_What you need to do_
The records underneath are to be printed in full and exactly, with no pictures carried over.

[Collected data entries]
*** Block opens ***

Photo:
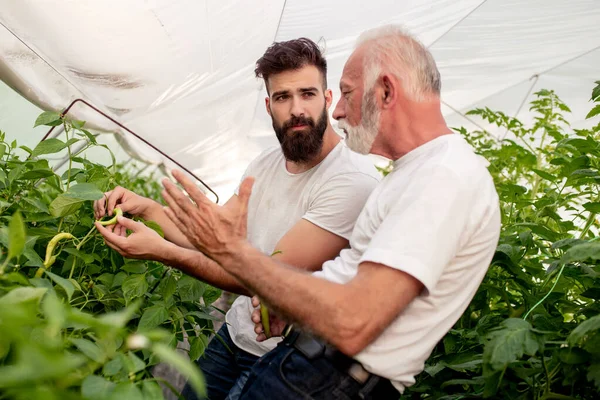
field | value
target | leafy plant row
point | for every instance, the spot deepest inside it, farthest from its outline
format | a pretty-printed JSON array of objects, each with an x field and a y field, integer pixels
[
  {"x": 533, "y": 329},
  {"x": 77, "y": 320}
]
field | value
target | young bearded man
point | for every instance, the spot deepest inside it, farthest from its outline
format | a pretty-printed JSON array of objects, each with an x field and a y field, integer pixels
[
  {"x": 310, "y": 192},
  {"x": 365, "y": 324}
]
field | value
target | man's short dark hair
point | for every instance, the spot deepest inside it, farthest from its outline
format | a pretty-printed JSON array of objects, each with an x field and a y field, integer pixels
[{"x": 290, "y": 55}]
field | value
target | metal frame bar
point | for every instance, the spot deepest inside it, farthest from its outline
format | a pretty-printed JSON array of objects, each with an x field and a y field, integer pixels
[{"x": 66, "y": 110}]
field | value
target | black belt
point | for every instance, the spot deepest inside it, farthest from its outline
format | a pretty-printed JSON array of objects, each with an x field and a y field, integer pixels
[{"x": 313, "y": 347}]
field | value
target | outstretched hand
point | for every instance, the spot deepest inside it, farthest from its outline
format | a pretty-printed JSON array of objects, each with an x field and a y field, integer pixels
[
  {"x": 276, "y": 324},
  {"x": 143, "y": 242},
  {"x": 212, "y": 229}
]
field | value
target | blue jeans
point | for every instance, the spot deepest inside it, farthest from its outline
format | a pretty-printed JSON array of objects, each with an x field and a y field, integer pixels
[
  {"x": 285, "y": 373},
  {"x": 225, "y": 367}
]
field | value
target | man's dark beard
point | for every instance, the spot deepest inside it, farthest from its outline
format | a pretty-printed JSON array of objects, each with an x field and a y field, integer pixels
[{"x": 299, "y": 146}]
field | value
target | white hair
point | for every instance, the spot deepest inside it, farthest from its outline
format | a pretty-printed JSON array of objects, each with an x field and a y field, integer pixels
[{"x": 393, "y": 49}]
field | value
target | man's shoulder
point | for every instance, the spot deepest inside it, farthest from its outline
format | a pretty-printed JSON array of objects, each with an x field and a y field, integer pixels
[{"x": 348, "y": 162}]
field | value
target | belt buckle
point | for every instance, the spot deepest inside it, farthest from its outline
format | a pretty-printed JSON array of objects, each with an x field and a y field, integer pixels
[
  {"x": 358, "y": 373},
  {"x": 287, "y": 330}
]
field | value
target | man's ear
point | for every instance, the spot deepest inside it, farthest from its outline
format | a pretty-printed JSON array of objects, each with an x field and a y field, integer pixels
[
  {"x": 328, "y": 98},
  {"x": 390, "y": 90}
]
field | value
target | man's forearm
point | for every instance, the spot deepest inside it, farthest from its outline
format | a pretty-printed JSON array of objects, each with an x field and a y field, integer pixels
[
  {"x": 157, "y": 214},
  {"x": 294, "y": 294},
  {"x": 196, "y": 264}
]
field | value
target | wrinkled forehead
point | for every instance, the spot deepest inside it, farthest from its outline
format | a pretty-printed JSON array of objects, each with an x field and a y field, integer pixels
[{"x": 354, "y": 67}]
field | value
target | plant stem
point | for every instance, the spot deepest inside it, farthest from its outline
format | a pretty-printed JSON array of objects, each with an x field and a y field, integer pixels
[
  {"x": 546, "y": 372},
  {"x": 538, "y": 179},
  {"x": 4, "y": 264},
  {"x": 547, "y": 294},
  {"x": 82, "y": 241},
  {"x": 70, "y": 156},
  {"x": 591, "y": 219}
]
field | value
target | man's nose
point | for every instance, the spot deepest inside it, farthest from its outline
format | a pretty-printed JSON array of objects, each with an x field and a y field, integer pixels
[
  {"x": 338, "y": 112},
  {"x": 297, "y": 108}
]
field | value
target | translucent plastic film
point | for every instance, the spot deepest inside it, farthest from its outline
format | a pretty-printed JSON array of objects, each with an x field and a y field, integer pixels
[{"x": 181, "y": 74}]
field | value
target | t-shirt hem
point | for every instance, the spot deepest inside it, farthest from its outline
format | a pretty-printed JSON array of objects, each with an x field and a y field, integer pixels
[
  {"x": 412, "y": 266},
  {"x": 322, "y": 226}
]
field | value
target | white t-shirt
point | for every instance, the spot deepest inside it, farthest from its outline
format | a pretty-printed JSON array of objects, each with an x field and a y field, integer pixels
[
  {"x": 437, "y": 218},
  {"x": 329, "y": 195}
]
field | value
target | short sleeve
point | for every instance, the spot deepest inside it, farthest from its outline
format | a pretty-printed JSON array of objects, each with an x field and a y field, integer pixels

*** Block closes ***

_Exercise answer_
Photo:
field | value
target | leafy plant row
point | for every instance, the spot deepest inside it, farthest from its outline
format | a pretty-printed JSON array of objects, each with an x field and a y field, integer pixels
[
  {"x": 533, "y": 329},
  {"x": 77, "y": 320}
]
field | value
target | young bearded man
point | for every instance, the spot deepest inside it, farthest from its outline
format | a pretty-printed JSON array of objects, each with an x field and a y field, integer pixels
[
  {"x": 310, "y": 192},
  {"x": 365, "y": 324}
]
field | value
target | man's short dark hair
point | for every instance, the spot deepest inside it, farthest from its outline
format | a pretty-printed JSON array of objects, each with an x field and a y field, integer pixels
[{"x": 290, "y": 55}]
field | value
target | metal frame bar
point | for every instance, the spot deepest inside it, farthest from its outline
format | a pretty-printed JSON array of objects, each with an x field and a y field, integer pixels
[{"x": 66, "y": 110}]
field | value
target | black belt
point | for every instance, the spot deepest inside it, farthest from its outline
format | a pretty-printed JSON array of objects, each with an x field and a y field, integer pixels
[{"x": 313, "y": 347}]
field | value
target | outstretched hand
point | for every instance, the spot deepest inside it, farthest from its outline
format | a pretty-printed JSON array of objects, each with an x field and a y field, integer pixels
[
  {"x": 276, "y": 324},
  {"x": 143, "y": 242},
  {"x": 212, "y": 229}
]
field | value
target | blue jeans
point | for every instance, the spot deepest inside it, farthest from its outline
format | a pretty-printed JSON array of objects, each with an x field and a y field, integer pixels
[
  {"x": 285, "y": 373},
  {"x": 225, "y": 367}
]
field | value
target | man's dark beard
point | for every instance, the spot deepest inside it, farthest from its outline
format | a pretty-printed JSON array of objects, each with an x field and a y field, integer pixels
[{"x": 299, "y": 146}]
field | value
target | white hair
point | for every instance, the spot deepest inside it, farthest from its outline
format | a pretty-printed JSON array of objects, each with an x field and a y field, integer pixels
[{"x": 393, "y": 49}]
field | value
target | man's shoulder
point | for every instance, the spot deepest inside it, farthest from its outline
format | a pretty-printed JSON array of objects, each with an x field and a y field, integer pixels
[{"x": 348, "y": 162}]
field | value
target | belt buckle
point | for every instance, the spot deepest inside it, farthest from its outline
format | a pretty-printed JSON array of objects, each with an x field and a y field, integer pixels
[
  {"x": 358, "y": 373},
  {"x": 287, "y": 330}
]
field | value
target | man's ear
point | for every instance, the spot deepest inside it, farthest from its outline
format | a pretty-printed JSON array of objects, each with an x field and a y field, integer pixels
[
  {"x": 328, "y": 98},
  {"x": 390, "y": 90}
]
field | value
target | man's forearm
point | for every instance, the spot deepest inside it, farthest from its outline
format | a pretty-printed JSON array of objects, each with an x field and a y field, integer pixels
[
  {"x": 157, "y": 214},
  {"x": 294, "y": 294},
  {"x": 196, "y": 264}
]
field | value
target | wrinkled forehead
point | for every instance, the spot deepest inside it, farthest from its outline
format | a pretty-printed JSON array of objects, each with an x field and a y field, integer pixels
[{"x": 354, "y": 67}]
field | value
target | plant stem
point | for every instance, the spot deepest inside it, farthest from its outline
format | a pretty-printed JSON array of objects, each with an x field and a y field, integer pixels
[
  {"x": 546, "y": 372},
  {"x": 538, "y": 179},
  {"x": 4, "y": 264},
  {"x": 547, "y": 294},
  {"x": 82, "y": 241},
  {"x": 70, "y": 156},
  {"x": 591, "y": 219}
]
field | value
target | man's nose
point | for every instance, the spot deepest inside it, farthest from its outline
format | a pretty-printed JSON array of objects, each with an x field and a y field, integer pixels
[
  {"x": 338, "y": 112},
  {"x": 297, "y": 108}
]
field | value
target | translucent plastic film
point | for every instance, the spot deepest inside it, farthest from its outline
format | a pretty-printed JSON array of objects, each with an x field and a y field, integer pixels
[{"x": 181, "y": 74}]
field | value
target | t-shirt hem
point | for every instance, the spot deepest inside it, farthest from its outline
format | a pretty-printed JSON array of objects, each with an x field and a y field, integer pixels
[
  {"x": 412, "y": 266},
  {"x": 322, "y": 226}
]
field | value
target | white t-shirt
point | for every instance, the spot deepest inside it, farthest from its outline
format | a pretty-printed JSON array of objects, each with an x field and a y field, integer pixels
[
  {"x": 437, "y": 218},
  {"x": 329, "y": 195}
]
field | value
target | short sleeve
point | for every instance, the spot deepest inside it, farthest from its outline
format | a pretty-printed JSON array of objects, each with an x field and a y field, integer pixels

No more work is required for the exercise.